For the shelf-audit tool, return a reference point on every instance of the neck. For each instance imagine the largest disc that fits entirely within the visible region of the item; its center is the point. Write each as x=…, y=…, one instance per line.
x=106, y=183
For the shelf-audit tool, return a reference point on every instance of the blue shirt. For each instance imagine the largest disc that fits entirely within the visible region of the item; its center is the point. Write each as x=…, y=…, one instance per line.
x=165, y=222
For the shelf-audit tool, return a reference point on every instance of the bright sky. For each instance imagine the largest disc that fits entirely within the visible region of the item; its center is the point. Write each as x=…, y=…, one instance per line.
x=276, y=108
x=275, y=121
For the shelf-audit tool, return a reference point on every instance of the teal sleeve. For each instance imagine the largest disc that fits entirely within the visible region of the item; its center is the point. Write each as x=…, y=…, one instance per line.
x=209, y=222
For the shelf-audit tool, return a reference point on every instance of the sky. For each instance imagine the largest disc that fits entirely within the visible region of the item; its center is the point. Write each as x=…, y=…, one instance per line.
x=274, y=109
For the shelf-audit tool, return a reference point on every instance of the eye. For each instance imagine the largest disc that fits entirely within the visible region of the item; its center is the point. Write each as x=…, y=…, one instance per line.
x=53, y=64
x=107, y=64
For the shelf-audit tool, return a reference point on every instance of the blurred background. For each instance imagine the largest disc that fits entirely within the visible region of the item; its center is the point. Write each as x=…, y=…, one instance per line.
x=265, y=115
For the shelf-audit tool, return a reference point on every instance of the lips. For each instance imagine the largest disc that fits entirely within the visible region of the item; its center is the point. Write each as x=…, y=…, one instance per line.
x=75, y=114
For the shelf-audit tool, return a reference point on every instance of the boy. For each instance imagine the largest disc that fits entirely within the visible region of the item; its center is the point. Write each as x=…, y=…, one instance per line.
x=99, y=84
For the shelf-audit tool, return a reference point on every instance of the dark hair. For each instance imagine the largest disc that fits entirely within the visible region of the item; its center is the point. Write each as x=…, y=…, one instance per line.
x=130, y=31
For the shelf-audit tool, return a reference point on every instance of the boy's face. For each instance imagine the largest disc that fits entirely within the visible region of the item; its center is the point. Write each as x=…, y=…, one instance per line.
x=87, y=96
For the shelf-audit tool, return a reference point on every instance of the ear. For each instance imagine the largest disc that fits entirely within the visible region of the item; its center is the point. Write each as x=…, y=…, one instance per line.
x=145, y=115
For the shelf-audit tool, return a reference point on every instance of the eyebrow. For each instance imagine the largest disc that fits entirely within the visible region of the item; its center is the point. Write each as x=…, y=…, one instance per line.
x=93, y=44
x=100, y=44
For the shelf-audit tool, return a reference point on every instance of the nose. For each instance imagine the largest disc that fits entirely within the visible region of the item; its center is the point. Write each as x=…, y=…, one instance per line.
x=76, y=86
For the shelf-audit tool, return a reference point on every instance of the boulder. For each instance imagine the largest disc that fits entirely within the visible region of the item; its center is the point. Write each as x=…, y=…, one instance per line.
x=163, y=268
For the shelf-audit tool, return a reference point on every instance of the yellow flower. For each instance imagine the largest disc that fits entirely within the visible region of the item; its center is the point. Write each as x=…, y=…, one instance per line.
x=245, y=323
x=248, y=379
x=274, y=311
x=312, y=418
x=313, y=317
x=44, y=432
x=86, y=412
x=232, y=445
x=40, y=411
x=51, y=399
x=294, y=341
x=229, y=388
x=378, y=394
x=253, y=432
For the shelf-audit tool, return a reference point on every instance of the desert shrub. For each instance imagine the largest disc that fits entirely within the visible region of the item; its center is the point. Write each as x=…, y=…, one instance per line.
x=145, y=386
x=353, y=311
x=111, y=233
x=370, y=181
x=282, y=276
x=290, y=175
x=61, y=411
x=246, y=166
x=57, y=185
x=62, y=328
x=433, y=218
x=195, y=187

*OBJECTIVE*. Copy every line verbatim.

*EXERCISE RESPONSE*.
For the shelf-audit tool, return a reference point on every instance of the neck. For each instance imagine the largest disc that fits entirely within the visible region of the item; its center is the point. Write each as x=…, y=…, one instance per line.
x=106, y=183
For the shelf-audit tool, return a reference point on every instance of the blue shirt. For each instance imagine the largest disc that fits entirely within the visible region of the item; its center is the point. Write each as x=…, y=…, one instance per line.
x=165, y=222
For the shelf-audit tool, return a reference point on every instance of the bright sky. For each instance imagine the largest disc that fits entirely within the visible region of the item; its center is the point. Write each as x=…, y=…, one instance per line.
x=276, y=108
x=275, y=121
For the shelf-audit tool, return a reference point on every instance of the teal sleeve. For each instance imagine the largest disc that fits entirely within the visible region of the item; its center is the point. Write each as x=…, y=…, one instance per line.
x=209, y=222
For the shelf-audit tool, return a reference point on every instance of the sky. For each instance imagine the largest disc that fits entirely within the visible region of the item; its center is the point. Write each as x=…, y=…, one instance per line.
x=274, y=109
For the shelf-audit tool, return a reference point on every instance of the eye. For each instance imagine the largest disc that fits entirely within the visible region of the item; its center is the point. Write each as x=…, y=…, one instance per line.
x=53, y=64
x=107, y=64
For the shelf-audit tool, return a reference point on every instance of the blurred background. For each instance imagine the largest disc that fits entirely within the visible region of the item; its center is the point. Write each as x=…, y=…, one instance per line.
x=265, y=115
For the shelf-audit tool, return a reference point on every instance of the lips. For each instance imagine the largest disc that fits entirely within the visible region of the item; its center is the point. Write each as x=…, y=…, one instance per line.
x=75, y=114
For the shelf-audit tool, return a reference point on every instance of the boy. For each instance imagine the largest disc that fits entirely within the visible region of the item; its center is the point. Write each as x=…, y=…, one instance per line.
x=99, y=84
For the shelf-audit tool, return a reference point on every instance of the dark hair. For each instance imagine the largest disc that fits entirely within the visible region of the item; its center is the point. Write each as x=…, y=…, one instance per line.
x=130, y=31
For the shelf-audit tool, return a reference point on every instance of the boy's face. For each instance imagine the largest disc that fits entirely within the visible region of the item; its center is the point. Write each as x=…, y=…, one instance per line.
x=87, y=96
For the shelf-audit tool, return a reference point on every instance of the ear. For each instance imagine the largest disc that fits entirely within the visible region of the item; its center is the point. Write each as x=…, y=…, one instance per line.
x=145, y=115
For the shelf-audit tool, return a reference point on every instance of the eyebrow. For each instance imagine the largest disc that fits entirely within the visible region of the item; its center is the point. Write each as x=…, y=…, one instance per line.
x=93, y=44
x=100, y=44
For the shelf-audit tool, return a reference point on every instance of the nose. For each instance imagine the largest disc that fits entirely within the visible region of the item; its center is the point. Write each as x=…, y=…, one instance per line.
x=76, y=86
For the shelf-audit tool, return a reference point on every instance of the boulder. For each instance imagine the largest disc that fits entirely within the visible region of the item; its center is the point. Write each as x=…, y=…, one instance per line.
x=163, y=268
For the shelf-audit tool, return a reference point on every instance of the yellow flower. For each instance imagine the largest disc that fits entirely within the visible region of the item; its center is the point. Write each as x=…, y=…, one instance per line.
x=245, y=323
x=248, y=379
x=274, y=311
x=312, y=418
x=313, y=317
x=44, y=432
x=86, y=412
x=232, y=445
x=40, y=411
x=51, y=399
x=294, y=341
x=229, y=388
x=378, y=394
x=253, y=432
For the shelf-audit tool, return a reference point on every instance of the desert shrub. For each instance imagine the largest disc that fits entirely within the visible region of the item; its center is the point. Write each as x=…, y=…, one instance per line.
x=145, y=386
x=353, y=311
x=111, y=233
x=370, y=181
x=282, y=276
x=290, y=175
x=61, y=411
x=246, y=166
x=57, y=185
x=62, y=328
x=433, y=218
x=195, y=187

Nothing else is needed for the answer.